**Dataset rows:**
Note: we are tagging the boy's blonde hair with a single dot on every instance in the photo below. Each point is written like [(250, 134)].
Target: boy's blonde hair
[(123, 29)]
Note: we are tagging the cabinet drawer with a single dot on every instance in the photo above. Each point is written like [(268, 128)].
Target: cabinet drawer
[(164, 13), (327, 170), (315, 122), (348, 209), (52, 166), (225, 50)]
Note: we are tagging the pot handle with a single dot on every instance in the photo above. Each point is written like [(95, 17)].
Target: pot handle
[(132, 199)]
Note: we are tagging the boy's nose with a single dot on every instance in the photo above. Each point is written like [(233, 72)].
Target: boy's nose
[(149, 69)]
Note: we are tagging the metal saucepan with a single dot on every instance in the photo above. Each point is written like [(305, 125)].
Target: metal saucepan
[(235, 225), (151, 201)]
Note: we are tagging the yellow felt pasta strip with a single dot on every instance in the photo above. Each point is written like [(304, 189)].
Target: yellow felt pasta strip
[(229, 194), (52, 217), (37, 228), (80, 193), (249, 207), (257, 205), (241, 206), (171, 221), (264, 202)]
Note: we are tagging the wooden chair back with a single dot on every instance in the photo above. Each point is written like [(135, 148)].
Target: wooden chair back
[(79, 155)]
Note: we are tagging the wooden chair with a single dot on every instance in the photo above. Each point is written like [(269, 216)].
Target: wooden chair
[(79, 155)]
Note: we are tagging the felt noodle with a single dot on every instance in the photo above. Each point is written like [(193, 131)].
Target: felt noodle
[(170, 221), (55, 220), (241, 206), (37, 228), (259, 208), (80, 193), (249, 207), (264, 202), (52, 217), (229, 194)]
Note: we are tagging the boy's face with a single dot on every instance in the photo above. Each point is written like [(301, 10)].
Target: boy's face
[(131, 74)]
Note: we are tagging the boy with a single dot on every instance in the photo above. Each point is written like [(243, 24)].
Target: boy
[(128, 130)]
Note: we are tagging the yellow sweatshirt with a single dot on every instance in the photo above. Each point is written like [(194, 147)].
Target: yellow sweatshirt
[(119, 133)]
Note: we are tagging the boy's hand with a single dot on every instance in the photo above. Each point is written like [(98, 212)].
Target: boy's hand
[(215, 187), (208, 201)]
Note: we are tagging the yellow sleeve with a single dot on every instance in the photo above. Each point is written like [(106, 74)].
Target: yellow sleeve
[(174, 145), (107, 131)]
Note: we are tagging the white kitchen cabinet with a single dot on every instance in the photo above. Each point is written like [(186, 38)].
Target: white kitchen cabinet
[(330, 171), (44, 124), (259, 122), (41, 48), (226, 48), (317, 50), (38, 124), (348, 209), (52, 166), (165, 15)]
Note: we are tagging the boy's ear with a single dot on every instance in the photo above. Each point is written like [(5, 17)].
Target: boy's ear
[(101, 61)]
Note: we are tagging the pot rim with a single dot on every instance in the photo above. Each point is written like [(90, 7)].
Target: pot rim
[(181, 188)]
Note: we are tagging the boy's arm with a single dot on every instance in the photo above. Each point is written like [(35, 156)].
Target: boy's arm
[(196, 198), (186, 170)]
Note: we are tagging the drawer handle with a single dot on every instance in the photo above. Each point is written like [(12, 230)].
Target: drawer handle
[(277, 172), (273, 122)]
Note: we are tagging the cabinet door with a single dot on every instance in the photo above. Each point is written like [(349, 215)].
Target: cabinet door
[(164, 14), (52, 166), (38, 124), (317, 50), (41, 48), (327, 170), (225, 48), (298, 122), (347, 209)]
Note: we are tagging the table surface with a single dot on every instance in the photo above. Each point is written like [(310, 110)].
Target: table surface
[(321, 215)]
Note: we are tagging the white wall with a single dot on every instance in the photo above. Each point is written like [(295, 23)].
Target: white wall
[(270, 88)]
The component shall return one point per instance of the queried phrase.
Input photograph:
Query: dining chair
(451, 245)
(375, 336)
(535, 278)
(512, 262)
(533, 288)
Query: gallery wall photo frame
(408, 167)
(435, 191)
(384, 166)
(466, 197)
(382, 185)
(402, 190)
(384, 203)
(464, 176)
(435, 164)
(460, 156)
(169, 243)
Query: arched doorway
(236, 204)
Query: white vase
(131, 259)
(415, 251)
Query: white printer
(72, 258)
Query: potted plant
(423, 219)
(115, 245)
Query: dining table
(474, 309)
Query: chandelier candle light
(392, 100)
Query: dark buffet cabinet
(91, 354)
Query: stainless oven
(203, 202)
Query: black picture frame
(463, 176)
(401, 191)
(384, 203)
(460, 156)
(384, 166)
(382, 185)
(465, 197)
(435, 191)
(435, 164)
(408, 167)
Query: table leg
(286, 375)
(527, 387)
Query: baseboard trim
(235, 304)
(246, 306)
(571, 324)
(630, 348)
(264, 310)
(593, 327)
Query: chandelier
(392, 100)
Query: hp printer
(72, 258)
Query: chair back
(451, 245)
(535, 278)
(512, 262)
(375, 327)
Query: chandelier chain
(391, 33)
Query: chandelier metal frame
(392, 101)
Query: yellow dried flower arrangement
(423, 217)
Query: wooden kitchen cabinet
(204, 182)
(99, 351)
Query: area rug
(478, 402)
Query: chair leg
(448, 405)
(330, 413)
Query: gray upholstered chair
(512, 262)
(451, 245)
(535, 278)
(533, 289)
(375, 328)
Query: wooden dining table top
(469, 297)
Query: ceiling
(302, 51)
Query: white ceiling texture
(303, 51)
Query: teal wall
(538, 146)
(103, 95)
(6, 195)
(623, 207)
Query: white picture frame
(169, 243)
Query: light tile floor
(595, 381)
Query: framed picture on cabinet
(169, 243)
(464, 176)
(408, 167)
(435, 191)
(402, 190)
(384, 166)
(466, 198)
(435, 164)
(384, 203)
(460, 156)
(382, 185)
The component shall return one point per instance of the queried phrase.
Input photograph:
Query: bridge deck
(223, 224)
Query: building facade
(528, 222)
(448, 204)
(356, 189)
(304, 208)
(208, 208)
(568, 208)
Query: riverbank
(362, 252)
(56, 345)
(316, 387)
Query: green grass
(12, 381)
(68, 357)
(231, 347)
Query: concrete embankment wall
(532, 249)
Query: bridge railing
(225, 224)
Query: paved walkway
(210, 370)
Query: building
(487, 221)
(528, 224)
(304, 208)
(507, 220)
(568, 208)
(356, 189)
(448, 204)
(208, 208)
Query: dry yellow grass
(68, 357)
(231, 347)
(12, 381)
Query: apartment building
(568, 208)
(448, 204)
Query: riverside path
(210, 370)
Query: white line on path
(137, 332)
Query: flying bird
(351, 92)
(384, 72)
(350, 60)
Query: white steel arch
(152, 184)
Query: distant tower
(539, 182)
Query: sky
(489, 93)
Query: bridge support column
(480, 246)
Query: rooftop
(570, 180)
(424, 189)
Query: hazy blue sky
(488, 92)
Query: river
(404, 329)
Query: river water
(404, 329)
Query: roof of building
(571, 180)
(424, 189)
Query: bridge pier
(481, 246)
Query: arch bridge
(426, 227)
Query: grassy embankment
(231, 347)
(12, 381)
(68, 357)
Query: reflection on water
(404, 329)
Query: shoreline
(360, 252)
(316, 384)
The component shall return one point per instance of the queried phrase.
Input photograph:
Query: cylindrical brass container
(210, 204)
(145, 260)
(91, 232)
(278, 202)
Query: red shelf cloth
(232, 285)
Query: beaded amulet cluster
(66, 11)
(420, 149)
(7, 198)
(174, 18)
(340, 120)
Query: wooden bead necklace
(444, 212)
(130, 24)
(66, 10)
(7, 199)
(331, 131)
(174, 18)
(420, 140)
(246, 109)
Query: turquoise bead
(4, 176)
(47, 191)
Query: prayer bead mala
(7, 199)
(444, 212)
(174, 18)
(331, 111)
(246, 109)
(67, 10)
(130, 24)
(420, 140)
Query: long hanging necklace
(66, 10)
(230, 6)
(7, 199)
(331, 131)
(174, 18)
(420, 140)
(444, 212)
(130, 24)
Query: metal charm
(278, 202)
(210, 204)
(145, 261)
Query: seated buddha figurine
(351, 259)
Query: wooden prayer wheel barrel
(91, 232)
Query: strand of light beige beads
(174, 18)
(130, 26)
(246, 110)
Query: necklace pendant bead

**TASK TO COMPLETE:** Rename "blonde hair" to "fair hair" in the listing, starting with its first line and going on through the line with "[(123, 29)]". Give only those lines again, with nothing else changed.

**REPLY:**
Note: we are tagging the boy's fair hair with a single dot on every instance in the photo below. Each point is written like [(250, 134)].
Target: boy's fair hair
[(123, 29)]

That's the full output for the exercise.